— Work instruction —
Return every line of the records below unchanged, leaving out the picture lines.

— Data excerpts —
= Beginning of Section =

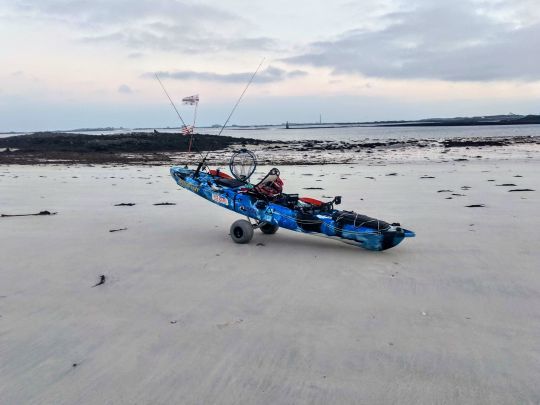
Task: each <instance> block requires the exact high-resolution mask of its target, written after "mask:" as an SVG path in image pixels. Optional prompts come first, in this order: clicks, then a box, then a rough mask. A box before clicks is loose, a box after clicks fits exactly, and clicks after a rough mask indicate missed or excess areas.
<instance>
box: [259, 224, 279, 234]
mask: <svg viewBox="0 0 540 405" xmlns="http://www.w3.org/2000/svg"><path fill="white" fill-rule="evenodd" d="M259 228H260V230H261V232H262V233H265V234H267V235H273V234H275V233H276V232H277V230H278V229H279V226H277V225H273V224H271V223H268V222H267V223H266V224H264V225H262V226H260V227H259Z"/></svg>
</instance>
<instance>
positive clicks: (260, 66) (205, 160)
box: [195, 58, 266, 175]
mask: <svg viewBox="0 0 540 405" xmlns="http://www.w3.org/2000/svg"><path fill="white" fill-rule="evenodd" d="M265 59H266V58H262V60H261V63H259V66H257V69H256V70H255V72H253V74H252V75H251V77H250V79H249V81H248V82H247V84H246V87H245V88H244V91H243V92H242V94H240V97H238V100H237V101H236V104H235V105H234V107H233V109H232V110H231V113H230V114H229V116H228V117H227V120H226V121H225V123H224V124H223V126H222V127H221V129H220V130H219V133H218V136H220V135H221V133H222V132H223V130H224V129H225V127H226V126H227V124H228V123H229V120H230V119H231V117H232V115H233V114H234V112H235V111H236V107H238V104H240V101H241V100H242V98H243V97H244V94H246V91H247V89H248V88H249V86H250V85H251V82H253V79H254V78H255V76H256V75H257V73H258V72H259V69H260V68H261V66H262V64H263V63H264V60H265ZM209 153H210V151H207V152H206V155H205V156H204V158H203V160H202V162H201V163H199V166H197V170H195V175H198V174H199V172H200V170H201V168H202V167H203V165H204V162H205V161H206V158H207V157H208V154H209Z"/></svg>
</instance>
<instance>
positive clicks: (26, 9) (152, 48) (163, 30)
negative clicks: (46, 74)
mask: <svg viewBox="0 0 540 405" xmlns="http://www.w3.org/2000/svg"><path fill="white" fill-rule="evenodd" d="M8 1H9V0H8ZM11 2H12V3H13V4H14V9H15V10H16V11H17V12H18V13H21V14H23V15H26V16H30V17H35V18H38V19H46V18H48V19H52V20H55V21H57V22H61V23H65V24H69V25H70V26H71V27H72V28H74V29H75V30H77V31H78V32H79V33H80V39H81V40H82V41H83V42H87V43H102V44H106V43H111V44H117V45H121V46H124V47H127V48H129V49H131V50H134V51H139V50H142V49H157V50H161V51H171V52H173V51H174V52H178V51H180V52H192V53H210V52H216V51H220V50H231V51H234V50H250V49H255V50H268V49H274V48H275V47H276V46H277V44H276V42H275V41H274V40H273V39H271V38H266V37H250V36H249V35H248V34H246V32H247V28H249V27H250V23H249V22H248V21H246V20H245V19H243V18H242V17H240V16H238V15H236V14H233V13H232V12H229V11H226V10H224V9H222V8H219V7H213V6H209V5H202V4H195V3H191V2H186V1H180V0H158V1H155V0H116V1H109V0H93V1H88V0H70V1H66V0H40V1H39V2H38V1H30V0H16V1H14V0H12V1H11Z"/></svg>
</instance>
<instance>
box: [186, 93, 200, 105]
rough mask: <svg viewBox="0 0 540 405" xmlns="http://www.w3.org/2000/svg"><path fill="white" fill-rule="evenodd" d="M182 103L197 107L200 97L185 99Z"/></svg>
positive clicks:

= End of Section =

— Completed exercise —
Task: each <instance> block requires the exact high-resolution mask of its target, written after "mask:" as an SVG path in image pixels. Optional prompts come first, in this order: clicks, then a box, then a rough mask. A box before clicks is loose, a box after clicks fits exactly, and clicks after a rough mask indicate missed or excess areas.
<instance>
box: [259, 224, 279, 234]
mask: <svg viewBox="0 0 540 405" xmlns="http://www.w3.org/2000/svg"><path fill="white" fill-rule="evenodd" d="M259 228H260V230H261V232H262V233H265V234H267V235H273V234H275V233H276V232H277V230H278V229H279V226H277V225H273V224H271V223H268V222H267V223H266V224H264V225H262V226H260V227H259Z"/></svg>
</instance>
<instance>
positive clicks: (260, 66) (205, 160)
box: [195, 58, 266, 175]
mask: <svg viewBox="0 0 540 405" xmlns="http://www.w3.org/2000/svg"><path fill="white" fill-rule="evenodd" d="M265 59H266V58H262V60H261V63H259V66H257V69H256V70H255V72H253V74H252V75H251V77H250V79H249V81H248V82H247V84H246V87H245V88H244V91H243V92H242V94H240V97H238V100H237V101H236V104H235V105H234V107H233V109H232V110H231V113H230V114H229V116H228V117H227V120H226V121H225V123H224V124H223V126H222V127H221V129H220V130H219V133H218V136H220V135H221V133H222V132H223V130H224V129H225V127H226V126H227V124H228V123H229V120H230V119H231V117H232V115H233V114H234V112H235V111H236V107H238V104H240V101H241V100H242V98H243V97H244V94H246V91H247V89H248V88H249V86H250V85H251V82H253V79H254V78H255V76H256V75H257V73H258V72H259V69H260V68H261V66H262V64H263V63H264V60H265ZM209 153H210V151H207V152H206V155H205V156H204V158H203V160H202V162H201V163H199V166H197V170H195V175H198V174H199V172H200V170H201V168H202V167H203V165H204V162H205V161H206V158H207V157H208V154H209Z"/></svg>
</instance>
<instance>
positive clicks: (26, 9) (152, 48) (163, 30)
negative clicks: (46, 74)
mask: <svg viewBox="0 0 540 405" xmlns="http://www.w3.org/2000/svg"><path fill="white" fill-rule="evenodd" d="M8 1H9V0H8ZM11 2H12V3H13V4H14V9H15V10H16V11H17V12H18V13H21V14H23V15H26V16H30V17H35V18H38V19H46V18H48V19H52V20H55V21H57V22H61V23H65V24H69V25H70V26H71V27H72V28H74V29H75V30H77V31H78V32H79V33H80V39H81V40H82V41H83V42H87V43H102V44H106V43H111V44H117V45H121V46H124V47H127V48H129V49H131V50H134V51H139V50H142V49H157V50H161V51H171V52H173V51H174V52H178V51H180V52H192V53H210V52H216V51H220V50H231V51H234V50H250V49H255V50H268V49H274V48H275V47H276V46H277V44H276V42H275V41H274V40H273V39H271V38H266V37H250V36H249V35H248V34H246V32H247V28H249V27H250V23H249V22H248V21H246V20H245V19H243V18H242V17H240V16H238V15H236V14H233V13H232V12H229V11H226V10H224V9H222V8H219V7H213V6H209V5H202V4H195V3H191V2H186V1H180V0H158V1H155V0H116V1H109V0H93V1H88V0H70V1H66V0H40V1H39V2H38V1H30V0H16V1H14V0H12V1H11Z"/></svg>
</instance>
<instance>
box: [186, 93, 200, 105]
rough mask: <svg viewBox="0 0 540 405" xmlns="http://www.w3.org/2000/svg"><path fill="white" fill-rule="evenodd" d="M182 103L197 107L200 97L185 99Z"/></svg>
positive clicks:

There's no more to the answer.